**Text section:**
— Start —
A bank heist being planned on the assumption that a bolt of lightning will strike the vault and open at just the right moment it is also not impossible. But it's not plausible.
Well perhaps I need to understand here. Why can't a person hate a particular type of people so much that would incite violence. With all the wackos out there, what is that I am missing? The issue not being big enough, I am not seeing the distinction, especially since most murderers kill for shallow reasons. Why does the reader have to share her justification instead of just accepting her as shallow and fascist?
My point is not that a person can't irrationally hate others. My point is that if a person starts out sane, then the experience of not getting what she wants is not going to drive her insane. The insanity has to come from somewhere else. Where's your cite for that idea? Who says that most murderers kill for shallow reasons? That is, who says that most murderers become murderers--because that's what we're talking about--for shallow reasons? Why does her "justification" have to sound like a justification and excuse for rapists? If you want to write a novel about the idea that people can become murderers for any reason, any reason at all, why isn't that reason something else? Examples of something else: He's a murderer because when he was a child, his father didn't get him an autographed baseball. She's a murderer because her icemaker broke and she had to use ice trays. He's a murderer because he was rejected when he auditioned for American Idol. She's a murderer because the city installed speedbumps on her street and she is deprived of the joy of speeding out of her driveway. He's a murderer because the last time he went to McDonald's, they gave him a cheeseburger instead of a hamburger. Why not something like that? When you have someone become a murderer and rapist "because" they didn't get sex on demand, that sounds very, very much like an excuse for murderers and rapists.
Okay thanks. What place does the insanity have to come from, if not an extreme fascist attitude? Oh, I did meant to imply to the reader that the excuse was justified. Not at all. When the MC is raped and wants justice, he strikes back, and the reader is suppose to be on his side, in wanting the villain to be stopped. I did not mean to imply that the villain's beliefs were justified, I am going for the opposite.
If you say that a person is insane "because" they didn't get fries with their burger, and if you say that "involuntary fry deprivation" is a theme of your book, that strongly suggests that at some level, society has an obligation to make sure that people get their fries, and that people who go nuts and assault others for their fries are, to some extent, not in control of their actions. And not being in control of your actions is often seen as a justification.
Sorry I wrote it wrong. I meant I did NOT mean to imply that the villain's actions were justified. Is their a way I should approach it, where the reader will not see it as a justification? Even though it's a justification to the villain herself, it's not meant to be one to the reader. Is their a way I should make that more clear perhaps?
As long as you say that she became insane "because" she was deprived of something that she wanted, I see a huge problem. Your "because" makes no more sense than insanity "because" of french fry deprivation. Do you feel that a person can become insane because they are deprived of french fries?
Is the insanity the issue or the justification of it? Is the issue whether or not she CAN go insane from it, or is it the justification of it that is the problem?
How would you feel about a book that had a theme of involuntary french fry deprivation, with a character that went insane because of (rather than a character that was already insane and was triggered by) said deprivation? Perfectly reasonable?
— End —
Object location annotation records
— Start —
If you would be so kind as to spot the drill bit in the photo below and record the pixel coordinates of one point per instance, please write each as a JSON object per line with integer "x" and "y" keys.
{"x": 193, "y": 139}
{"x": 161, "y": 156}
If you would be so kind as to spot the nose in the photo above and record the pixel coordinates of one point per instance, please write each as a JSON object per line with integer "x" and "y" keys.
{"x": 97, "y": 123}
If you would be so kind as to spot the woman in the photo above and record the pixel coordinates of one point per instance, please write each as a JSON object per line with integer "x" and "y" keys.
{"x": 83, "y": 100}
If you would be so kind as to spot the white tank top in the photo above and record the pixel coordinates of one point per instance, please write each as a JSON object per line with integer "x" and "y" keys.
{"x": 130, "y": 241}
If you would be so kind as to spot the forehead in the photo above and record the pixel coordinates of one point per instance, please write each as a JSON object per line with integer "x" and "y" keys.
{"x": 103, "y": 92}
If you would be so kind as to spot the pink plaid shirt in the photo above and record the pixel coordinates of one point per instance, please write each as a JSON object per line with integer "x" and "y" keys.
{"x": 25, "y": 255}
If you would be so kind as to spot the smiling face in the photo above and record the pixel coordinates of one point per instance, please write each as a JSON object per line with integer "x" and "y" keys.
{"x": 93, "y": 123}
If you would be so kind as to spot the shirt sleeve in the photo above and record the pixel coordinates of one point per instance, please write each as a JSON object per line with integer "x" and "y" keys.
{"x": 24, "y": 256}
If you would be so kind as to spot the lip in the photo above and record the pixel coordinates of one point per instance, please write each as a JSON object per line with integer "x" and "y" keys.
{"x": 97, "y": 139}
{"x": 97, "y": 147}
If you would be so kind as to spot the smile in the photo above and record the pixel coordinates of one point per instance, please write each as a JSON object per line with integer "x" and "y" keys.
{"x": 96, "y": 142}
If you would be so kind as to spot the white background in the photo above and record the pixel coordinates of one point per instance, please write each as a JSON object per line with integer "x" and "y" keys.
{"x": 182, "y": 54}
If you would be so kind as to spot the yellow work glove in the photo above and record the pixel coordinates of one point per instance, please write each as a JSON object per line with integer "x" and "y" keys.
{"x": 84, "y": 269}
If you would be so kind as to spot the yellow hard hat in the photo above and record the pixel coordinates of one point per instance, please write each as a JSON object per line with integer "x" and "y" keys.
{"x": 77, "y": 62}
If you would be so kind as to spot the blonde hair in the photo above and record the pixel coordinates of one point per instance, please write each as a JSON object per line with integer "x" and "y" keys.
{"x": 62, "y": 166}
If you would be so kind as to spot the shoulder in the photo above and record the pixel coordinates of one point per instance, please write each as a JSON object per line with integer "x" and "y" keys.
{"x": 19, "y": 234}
— End —
**Exercise tasks:**
A - Rewrite the records from the line containing "the white background" through the end of the records, both ends included, keeping every line in place, the requests too. Multiply each x and y coordinate in the answers by 2.15 and round the result to a whole number, with halves rounded up.
B - Continue the discussion about a villain's motives from the point where it stops.

**Answers to the exercise:**
A -
If you would be so kind as to spot the white background in the photo above and record the pixel coordinates of one point per instance, please write each as a JSON object per line with integer "x" and "y" keys.
{"x": 391, "y": 116}
If you would be so kind as to spot the yellow work glove in the photo above and record the pixel coordinates of one point per instance, please write each as a JSON object per line with integer "x" and "y" keys.
{"x": 181, "y": 578}
If you would be so kind as to spot the yellow hard hat in the photo above and record the pixel coordinates of one point per instance, please write each as a JSON object per line with integer "x" and "y" keys.
{"x": 166, "y": 133}
If you would be so kind as to spot the blonde hair in the photo above and record the pixel coordinates of one point per instance, please write each as a JSON object per line with integer "x" and "y" keys.
{"x": 133, "y": 357}
If you would be so kind as to spot the shoulder in the photo above and record the pixel coordinates of one point per instance, please write each as a JSON object per line with integer "x" and "y" keys.
{"x": 41, "y": 503}

B -
There are many fictional stories where villains kill or commit violence out of jealousy, so I am use to jealousy being a motivation.
Well the woman is jealous in the sense that she wants what men are not willing to give her. So she is jealous in that sense, of others.
Well we are talking about the female villain here, right? She is driven to murder and raping her victims, out of wanting what she can't have.
So why not have her murder fry-eating fast food patrons? If a person is driven to murder by wanting what she can't have, that would make perfect sense.
Well the story would be changed around a lot. The MC's theme as to how he driven to getting justice from his rape, would be very different, since his character is not a fast food patron, but is a cop who was on the case, and his police resources, play a role in the story as well. What is the reason for the change to not being accepted by the opposite gender, to fast food deprivation?
The reason is that I'm trying to demonstrate how little sense it makes for an otherwise sane person to be driven insane by either not getting fries on demand, OR not getting sex on demand. It's wildly, wildly implausible. If they're insane for some other reason, then any frustration, including those two, might theoretically be a trigger. But the idea that she is insane "because" of either fry deprivation or sex deprivation makes no sense at all.
Well she takes being rejected as a personal attack on her, over the years. She feels that men think that something is wrong with her, and she feels she has to retaliate cause she is being judged or persecuted. It's not the deprivation of sex that angers her, it's the judgement on her. One example of a possible comparison, I could use is I recall seeing a movie where some black men went into an ice cream shot back in the 40s I think, but the shop refused to serve black people, and it was whites only. Now they came back with guns and took the ice cream they wanted by force, out of retaliation. It wasn't the deprivation of ice cream that bothered them, it was them being judged by other people. That is what my villain is retaliating for. Her frustration comes from years and years of being judged this same way.
No. No. No. One woman who doesn't get male attention, versus an entire population of people who were enslaved and deprived of the most basic of rights, are NOT the same thing.
No. It's not. "Judged" is the very, very least of what happened to blacks in the forties. Why are you so determined to avoid having a more plausible underlying cause for this character's insanity?
It depends on what other causes would be and what changes they would make the story. What other causes would cause it? And why does my villain have to have more people like her, who have suffered, in order to realiate? Why can't she just avenge her own judgement, done on to her only?
How many times--a dozen? Two dozen?--have I suggested severe childhood abuse or trauma? Have you read Hannibal, the sequel to Silence of the Lambs? Do you remember Hannibal Lecter as a boy, and his baby sister that he loved so much, and what happened to her, what he SAW happen to her? That. That kind of thing.
It doesn't have to be the men. It seems more plausible for something to have happened in her childhood or early life. What are the odds that she'd run into MULTIPLE completely insane men?